Problem description: All lines holding the word "below" are to be copied from the records beneath.
----- Data for processing -----
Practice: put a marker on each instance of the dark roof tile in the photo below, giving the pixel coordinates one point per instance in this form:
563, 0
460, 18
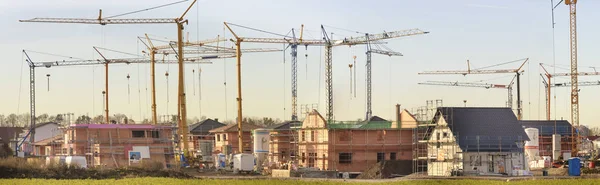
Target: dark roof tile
484, 128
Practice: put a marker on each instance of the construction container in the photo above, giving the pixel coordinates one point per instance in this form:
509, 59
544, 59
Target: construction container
206, 148
532, 150
556, 147
261, 140
221, 161
76, 161
574, 166
243, 162
227, 149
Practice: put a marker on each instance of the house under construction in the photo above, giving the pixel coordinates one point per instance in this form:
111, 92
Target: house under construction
111, 145
352, 146
468, 140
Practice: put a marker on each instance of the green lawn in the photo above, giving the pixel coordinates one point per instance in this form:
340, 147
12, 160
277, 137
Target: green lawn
161, 181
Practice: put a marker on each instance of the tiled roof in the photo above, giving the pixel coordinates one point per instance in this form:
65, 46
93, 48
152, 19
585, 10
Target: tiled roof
203, 127
246, 127
547, 127
284, 126
375, 122
484, 128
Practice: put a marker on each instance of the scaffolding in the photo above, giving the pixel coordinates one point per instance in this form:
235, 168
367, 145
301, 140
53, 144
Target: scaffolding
348, 146
108, 146
436, 149
421, 134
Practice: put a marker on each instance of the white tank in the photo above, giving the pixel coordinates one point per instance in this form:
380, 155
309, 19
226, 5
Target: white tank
261, 141
206, 148
532, 150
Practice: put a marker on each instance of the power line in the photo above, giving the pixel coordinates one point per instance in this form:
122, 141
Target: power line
56, 55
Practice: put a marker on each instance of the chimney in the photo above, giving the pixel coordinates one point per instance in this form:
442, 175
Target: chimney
398, 118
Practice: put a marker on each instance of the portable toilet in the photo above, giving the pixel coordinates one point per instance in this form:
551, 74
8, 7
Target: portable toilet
574, 166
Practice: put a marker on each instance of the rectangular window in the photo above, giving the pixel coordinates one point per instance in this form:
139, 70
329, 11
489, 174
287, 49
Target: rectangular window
345, 158
380, 135
475, 160
154, 134
303, 135
380, 157
138, 134
345, 136
312, 157
491, 163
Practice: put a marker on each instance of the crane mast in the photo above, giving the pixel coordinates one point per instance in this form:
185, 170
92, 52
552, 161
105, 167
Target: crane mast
517, 71
182, 123
328, 75
477, 85
369, 111
574, 78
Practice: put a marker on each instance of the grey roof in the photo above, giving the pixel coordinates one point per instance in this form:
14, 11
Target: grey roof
8, 133
376, 118
546, 127
38, 125
484, 128
202, 128
284, 126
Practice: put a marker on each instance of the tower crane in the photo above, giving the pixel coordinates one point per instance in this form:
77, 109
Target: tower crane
179, 21
585, 83
328, 60
478, 85
329, 44
293, 43
166, 51
32, 65
369, 112
517, 71
549, 81
574, 78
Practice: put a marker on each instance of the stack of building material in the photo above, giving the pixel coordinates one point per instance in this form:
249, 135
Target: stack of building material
387, 169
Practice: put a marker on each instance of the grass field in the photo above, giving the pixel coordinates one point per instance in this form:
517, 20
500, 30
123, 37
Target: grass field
136, 181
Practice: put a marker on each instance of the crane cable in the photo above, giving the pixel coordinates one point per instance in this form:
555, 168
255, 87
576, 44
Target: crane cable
147, 9
20, 84
138, 79
167, 82
284, 88
224, 76
199, 69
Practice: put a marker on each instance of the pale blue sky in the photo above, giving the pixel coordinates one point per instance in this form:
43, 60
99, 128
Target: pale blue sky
485, 32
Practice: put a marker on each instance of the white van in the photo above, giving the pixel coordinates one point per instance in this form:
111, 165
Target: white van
76, 160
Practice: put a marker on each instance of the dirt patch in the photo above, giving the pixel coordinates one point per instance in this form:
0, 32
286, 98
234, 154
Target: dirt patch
20, 168
387, 169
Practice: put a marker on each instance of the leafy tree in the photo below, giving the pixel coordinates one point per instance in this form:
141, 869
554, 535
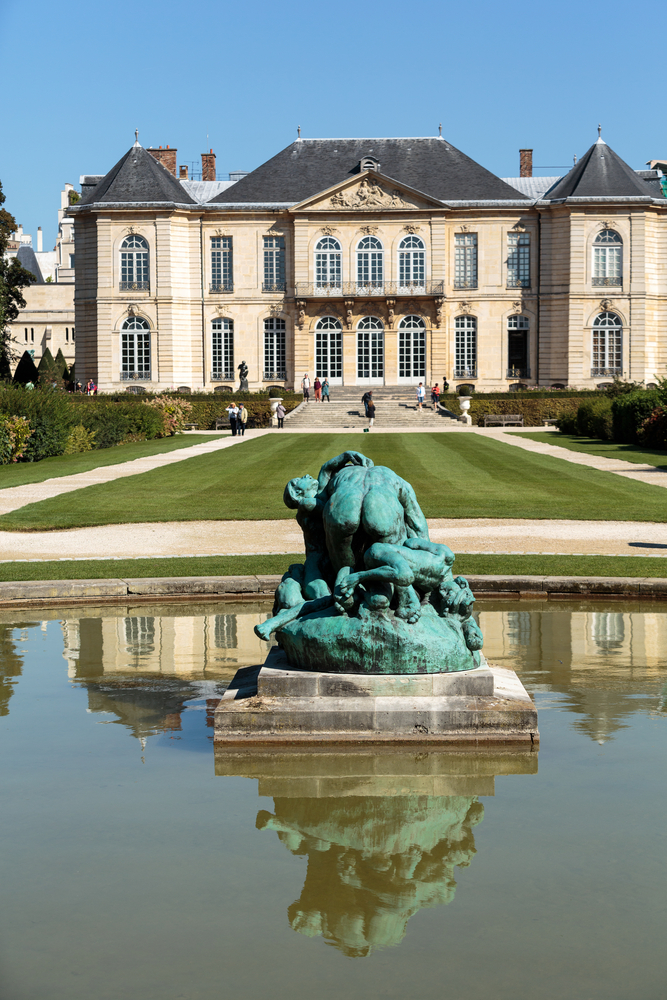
-----
Response to this exercise:
Practice: put a marker on each instance of the dark roof tile in the photo below, giving the pixel coordinates one point per instance in this form:
Practice: put a marker on each instance of the leafy tree in the photo below, giving the pixel coordinates one point per instance in this form:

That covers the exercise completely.